#### Consignes
a) Recopiez le passage du texte sur Toutankhamon qui commence aux mots "Lors de ma première" et s'arrête après "munies d'épais barreaux.".
b) Selon le texte sur Toutankhamon, à quelle date Howard Carter a-t-il découvert les objets de la tombe ?
c) Poursuivez, s'il vous plaît, le texte sur Toutankhamon après sa dernière phrase.

#### Texte cité
• • • •

Toutankhamon


Lors de ma première visite au musée du Caire, dans les années 70, la présentation des objets de la tombe de Toutankhamon tenait plus du souk que d'un respectable musée. On était sans doute plus proche du désordre rituel dans lequel Howard Carter les découvrit le 24 novembre 1922, à l'ouverture du tombeau, que ne l'est la présentation sophistiquée qui est celle d'aujourd'hui. Les sarcophages resplendissent maintenant de tous leurs ors sous les projecteurs dans une salle plongée dans la pénombre, éclairée de hautes fenêtres munies d'épais barreaux.

• • • •

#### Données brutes
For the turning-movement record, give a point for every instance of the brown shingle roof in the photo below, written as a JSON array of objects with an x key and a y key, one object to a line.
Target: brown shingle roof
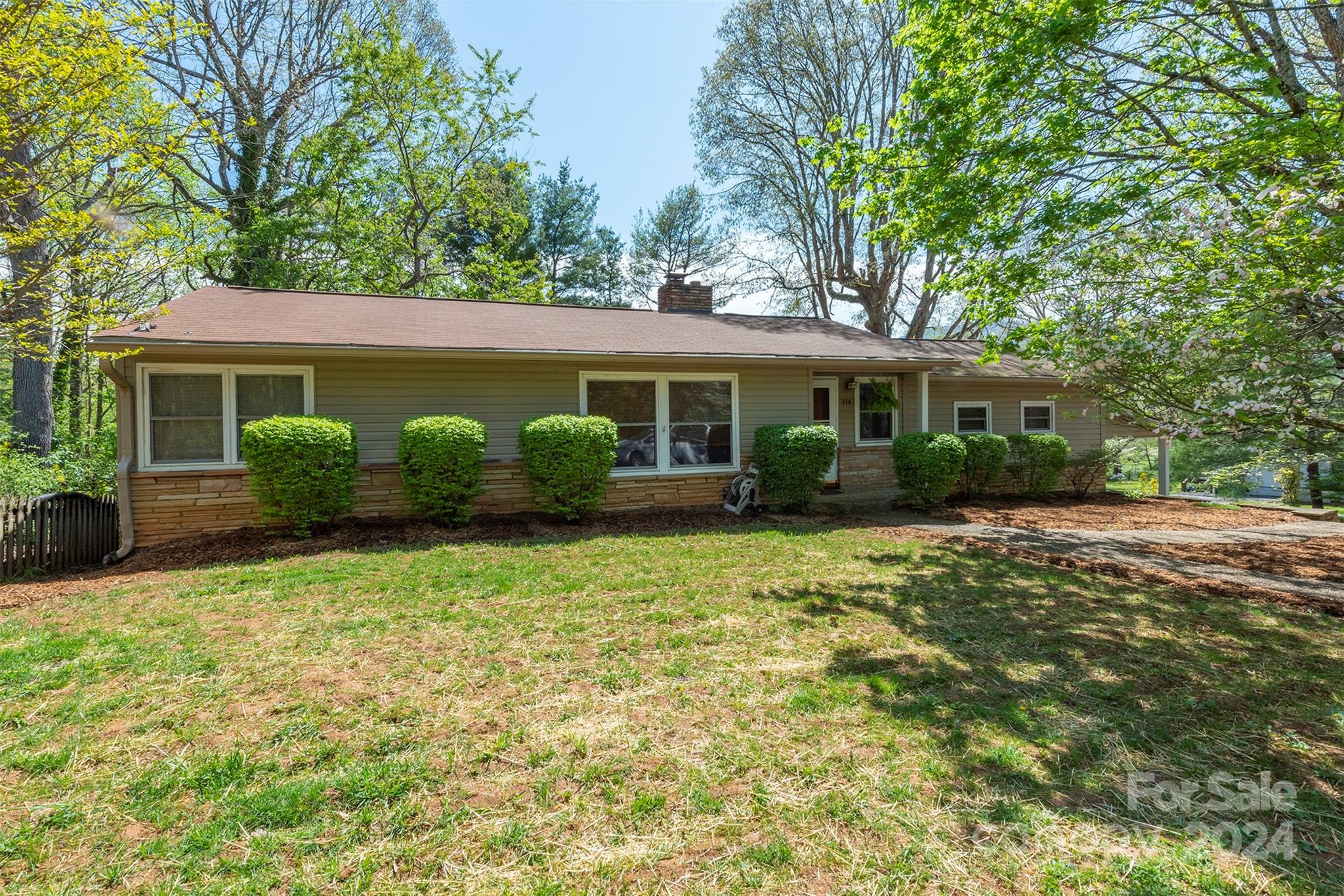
[
  {"x": 968, "y": 351},
  {"x": 241, "y": 316}
]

• • • •

#### Réponses
a)
Lors de ma première visite au musée du Caire, dans les années 70, la présentation des objets de la tombe de Toutankhamon tenait plus du souk que d'un respectable musée. On était sans doute plus proche du désordre rituel dans lequel Howard Carter les découvrit le 24 novembre 1922, à l'ouverture du tombeau, que ne l'est la présentation sophistiquée qui est celle d'aujourd'hui. Les sarcophages resplendissent maintenant de tous leurs ors sous les projecteurs dans une salle plongée dans la pénombre, éclairée de hautes fenêtres munies d'épais barreaux.

b) Le 24 novembre 1922, à l'ouverture du tombeau.

c)
La magie du visage hiératique du pharaon captive le regard dans sa vitrine au centre de la pièce. Cela ressemble davantage à une vitrine de Cartier qu'au bric à brac sympathique d'autrefois. Passée la nostalgie, la beauté des masques laisse les sensations intactes. Les yeux aux pupilles d'obsidienne, figés dans un regard d'éternité, rappellent le titre d'un film célèbre : " Eyes wide shut ". L'expression du visage est impressionnante. Plus que la mort il évoque une résurrection. Les traits palpitent d'une vie qui est celle de l'au-delà, de ce royaume des morts dont les hommes ont eu le sacrilège de l'arracher. Je ne sais quelle est la part de vérité de la malédiction de pharaon, mais à contempler le visage du sarcophage elle apparaît justifiée. Dans toutes les tombes de la vallée des rois, des reines et des nobles à Louxor j'aurai ce sentiment de violer et de profaner des lieux interdits aux vivants. Nulle part ailleurs j'ai ressenti ces liens subtils avec l'au-delà.

Le masque de Toutankhamon n'est que l'épicentre des merveilles qui l'entouraient dans la tombe, sa " demeure d'éternité ". Le sarcophage intérieur, en or massif, évoque la personnalité de ce jeune roi,  beau et rêveur, dont le regard est encore plus saisissant par sa sérénité que celui du masque. La poitrine du monarque, recouverte des deux déesses ailées protectrices, prolonge la sérénité du visage par l'attitude des mains croisées portant les symboles de la royauté, le sceptre et le fléau. Des centaines d'objets amoncelés dans le tombeau, certains sont d'une étrange et saisissante beauté.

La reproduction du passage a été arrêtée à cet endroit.